:: Text
Cat note: The fronds move when the air moves, which some cats find fascinating, so expect a little supervised batting.

4. Boston fern

A Boston fern with long arching fronds

The Boston fern is the classic lush, draping fern, and it was one of the better formaldehyde removers in the NASA study. The ASPCA lists it as non-toxic to cats. One important warning that comes up with ferns. The Boston fern is the safe one, but the so-called asparagus fern is not a true fern and is toxic, so the distinction matters here as much as it does with palms.

Surprisingly, this is the highest-maintenance plant on the list. It wants humidity, consistent moisture, and indirect light, and it will drop crispy leaflets to let you know when it’s unhappy. A bathroom with a window is often its happiest spot, which also happens to keep it away from a lot of cat traffic.

What to watch with a cat

The dangly fronds are tempting, and shed leaflets end up on the floor where a cat will absolutely try one. It’s safe, but messy, so a stand or a hanger helps.

5. Bromeliad

An orange Guzmania bromeliad in bloom

If you want actual color without a toxic flowering plant, a bromeliad is a great pick. The ASPCA lists the common Guzmania bromeliad, sometimes sold as “Orange Star,” as non-toxic to cats, and bromeliads are one of the few houseplants with a more recent lab study behind them. In 2016, a researcher at SUNY Oswego found that a bromeliad removed six of eight tested airborne chemicals over about twelve hours, though that was a lab test, not a real room.

Care is easier than it looks. Bromeliads take bright indirect light, and you water them by keeping a little water in the central cup formed by the leaves, topping it off and flushing it now and then. The trade-off is that the colorful part is the bloom, and each plant blooms once, then produces offsets, called pups, that you can keep growing.

6. Money tree

A money tree (Pachira aquatica) with a braided trunk

The money tree, with its braided trunk and glossy leaves, is an easy, sculptural plant for people who want something that looks a little more intentional. The ASPCA lists it as Pachira aquatica and non-toxic to cats.
::::
▶ Activity
Reproduce the full text about cat-safe houseplants word for word before going on to the material.
:: Given data
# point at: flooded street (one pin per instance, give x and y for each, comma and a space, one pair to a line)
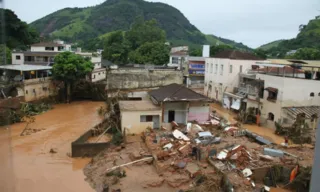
::::
▶ Response to this exercise
Cat note: The fronds move when the air moves, which some cats find fascinating, so expect a little supervised batting.

4. Boston fern

A Boston fern with long arching fronds

The Boston fern is the classic lush, draping fern, and it was one of the better formaldehyde removers in the NASA study. The ASPCA lists it as non-toxic to cats. One important warning that comes up with ferns. The Boston fern is the safe one, but the so-called asparagus fern is not a true fern and is toxic, so the distinction matters here as much as it does with palms.

Surprisingly, this is the highest-maintenance plant on the list. It wants humidity, consistent moisture, and indirect light, and it will drop crispy leaflets to let you know when it’s unhappy. A bathroom with a window is often its happiest spot, which also happens to keep it away from a lot of cat traffic.

What to watch with a cat

The dangly fronds are tempting, and shed leaflets end up on the floor where a cat will absolutely try one. It’s safe, but messy, so a stand or a hanger helps.

5. Bromeliad

An orange Guzmania bromeliad in bloom

If you want actual color without a toxic flowering plant, a bromeliad is a great pick. The ASPCA lists the common Guzmania bromeliad, sometimes sold as “Orange Star,” as non-toxic to cats, and bromeliads are one of the few houseplants with a more recent lab study behind them. In 2016, a researcher at SUNY Oswego found that a bromeliad removed six of eight tested airborne chemicals over about twelve hours, though that was a lab test, not a real room.

Care is easier than it looks. Bromeliads take bright indirect light, and you water them by keeping a little water in the central cup formed by the leaves, topping it off and flushing it now and then. The trade-off is that the colorful part is the bloom, and each plant blooms once, then produces offsets, called pups, that you can keep growing.

6. Money tree

A money tree (Pachira aquatica) with a braided trunk

The money tree, with its braided trunk and glossy leaves, is an easy, sculptural plant for people who want something that looks a little more intentional. The ASPCA lists it as Pachira aquatica and non-toxic to cats.